● Objective
Write out all of the lines below, exactly and completely.

● Input data

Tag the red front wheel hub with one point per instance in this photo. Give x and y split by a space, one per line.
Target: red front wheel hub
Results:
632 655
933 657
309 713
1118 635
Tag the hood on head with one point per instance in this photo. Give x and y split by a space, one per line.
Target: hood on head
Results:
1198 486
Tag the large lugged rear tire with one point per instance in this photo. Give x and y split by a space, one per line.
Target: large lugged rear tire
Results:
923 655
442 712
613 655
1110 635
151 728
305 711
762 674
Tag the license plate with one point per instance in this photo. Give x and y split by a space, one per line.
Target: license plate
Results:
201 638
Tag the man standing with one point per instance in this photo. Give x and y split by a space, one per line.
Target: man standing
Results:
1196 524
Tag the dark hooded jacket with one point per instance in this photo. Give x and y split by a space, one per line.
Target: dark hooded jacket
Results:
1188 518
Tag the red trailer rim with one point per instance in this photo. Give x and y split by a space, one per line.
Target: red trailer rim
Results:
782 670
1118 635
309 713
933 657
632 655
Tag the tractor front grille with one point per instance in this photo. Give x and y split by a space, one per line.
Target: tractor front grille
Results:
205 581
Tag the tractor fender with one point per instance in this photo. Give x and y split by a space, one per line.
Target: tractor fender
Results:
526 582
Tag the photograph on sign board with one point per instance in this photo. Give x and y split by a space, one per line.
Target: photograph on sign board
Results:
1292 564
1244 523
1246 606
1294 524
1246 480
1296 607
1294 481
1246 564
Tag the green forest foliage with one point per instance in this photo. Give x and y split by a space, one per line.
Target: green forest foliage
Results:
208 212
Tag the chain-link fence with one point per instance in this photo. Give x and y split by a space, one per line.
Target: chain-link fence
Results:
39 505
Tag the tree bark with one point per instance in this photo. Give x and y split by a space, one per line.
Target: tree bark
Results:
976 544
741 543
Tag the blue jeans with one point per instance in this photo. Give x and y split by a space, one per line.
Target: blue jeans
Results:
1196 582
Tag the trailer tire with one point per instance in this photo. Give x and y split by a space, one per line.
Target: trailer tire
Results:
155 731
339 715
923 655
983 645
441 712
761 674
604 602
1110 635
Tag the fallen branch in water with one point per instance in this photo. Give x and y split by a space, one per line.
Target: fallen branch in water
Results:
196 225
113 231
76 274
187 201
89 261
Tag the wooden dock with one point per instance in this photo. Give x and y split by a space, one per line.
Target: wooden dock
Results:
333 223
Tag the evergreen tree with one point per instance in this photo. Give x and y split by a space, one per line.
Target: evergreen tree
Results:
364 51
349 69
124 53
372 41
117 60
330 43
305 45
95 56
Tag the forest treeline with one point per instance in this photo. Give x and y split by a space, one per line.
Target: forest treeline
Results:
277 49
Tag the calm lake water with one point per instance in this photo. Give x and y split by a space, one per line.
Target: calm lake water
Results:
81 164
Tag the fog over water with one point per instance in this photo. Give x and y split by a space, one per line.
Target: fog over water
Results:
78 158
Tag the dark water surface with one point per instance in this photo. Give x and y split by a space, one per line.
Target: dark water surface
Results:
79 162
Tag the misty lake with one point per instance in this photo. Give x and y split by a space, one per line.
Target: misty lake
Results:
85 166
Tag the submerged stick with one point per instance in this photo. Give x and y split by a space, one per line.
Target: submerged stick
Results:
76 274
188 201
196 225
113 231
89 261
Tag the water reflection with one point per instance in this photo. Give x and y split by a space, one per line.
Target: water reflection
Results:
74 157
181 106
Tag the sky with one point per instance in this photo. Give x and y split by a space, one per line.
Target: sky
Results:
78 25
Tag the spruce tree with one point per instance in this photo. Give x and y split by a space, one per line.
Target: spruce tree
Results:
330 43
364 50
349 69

● Problem solution
Tag the red front wheel hub with one point per instance in this photo. Give x and y split by a space, one per line.
Target: red front wheel hub
Results:
632 655
933 657
309 713
1118 635
Tag the hood on head with one point per instance in this photo. Give x and y split by a space, one per line.
Target: hood on head
Results:
1198 486
Tag the large lugged rear tire with one point per instance in this photo. Give x and y split by a space, one per line.
Target: large lugged rear tire
Results:
923 655
442 712
613 655
1110 635
151 728
305 711
762 674
Tag the license plate with one point per instance in this photo. Give x and y split by a space, one per line.
Target: license plate
Results:
201 638
Tag the man standing with one point per instance in this photo. Give x and y split by a space, one per line.
Target: man standing
Results:
1196 524
Tag the dark hooded jacket with one point per instance in this photo. Give x and y split by a space, one per line.
Target: dark hooded jacket
Results:
1188 518
Tag the red trailer rim with one point per instance in this photo. Give x and y split by a space, one per line.
Target: red trailer rim
Results:
782 670
1118 635
309 713
933 657
632 655
Tag the tractor front grille with one point per instance in this photo. Give x and y split by a space, one per line.
Target: tractor front grille
Results:
205 581
Tag the tractor fender with one point per instance in this photo. Give x and y split by a space, one per line.
Target: tractor fender
Results:
526 582
Tag the photograph on sign board with one point per instance in this photo. Give x and y split by a space, one per line.
Target: photograph on sign board
Results:
1292 564
1244 523
1246 606
1294 524
1246 480
1296 607
1294 481
1246 564
Tag the green forest foliage with one point per instance in this photo. Give x and y split by a space, one per line.
Target: green forest foliage
Results:
208 212
Tag the chain-link fence with one point per instance in this photo. Give x and y split by a space, one per line.
Target: chain-link fence
Results:
39 505
Tag the tree bark with one point per instance in this photo. Give x and y split by a space, one per line.
Target: tree bark
Results:
976 544
741 543
Tag the blue jeans with one point per instance in this photo. Give x and y split by a space, one per line.
Target: blue jeans
Results:
1196 582
Tag the trailer tire with one point per instance in this photo. Give x and y split by a space, one per line.
Target: trailer tire
Results:
155 731
339 715
923 655
983 645
441 712
761 674
604 602
1110 635
Tag the fallen branch in water with one point per instance in this photo. Give x and y split by a space, one per line.
Target: fallen branch in water
Results:
196 225
113 231
76 274
187 201
89 261
Tag the wooden dock with one point per instance in this photo. Give x and y split by a space, one per line.
Target: wooden dock
Results:
333 223
Tag the evergreen tree with one point per instance in this photo. Give x and y split by a space, one per line.
Target: evergreen tree
Results:
364 51
349 69
124 53
372 41
117 60
330 43
305 45
95 56
Tag the forest treeline with one point per instance in this photo. Give x and y split by a space, one per line.
Target: forest treeline
Results:
277 49
Tag the calm lake water with one point per instance in this photo. Give x and y split by a space, one per line.
Target: calm lake water
Results:
81 164
Tag the fog over water with one point per instance in this photo. Give x and y split by a space, one per line.
Target: fog over water
Results:
78 158
Tag the dark water surface with one point per instance in this photo. Give x and y split by a space, one per line.
Target: dark water surface
Results:
79 162
Tag the misty lake with one point per instance in this photo. Give x and y split by a space, one per line.
Target: misty lake
Results:
85 166
Tag the submerged stick with one point per instance in this photo. Give x and y split by a space, one per line.
Target: submerged stick
Results:
76 274
188 201
196 225
113 231
89 261
Tag the water reflection with one point per instance in this photo. Give x and y split by a space, one per line.
Target: water reflection
Results:
74 157
181 106
Tag the sky with one point per instance in this photo. Give x and y split by a space, one per line.
Target: sky
Results:
78 25
Tag the spruce tree with one point per instance in this photo. Give x and y split by a space, one per line.
Target: spruce tree
Results:
330 43
364 50
349 69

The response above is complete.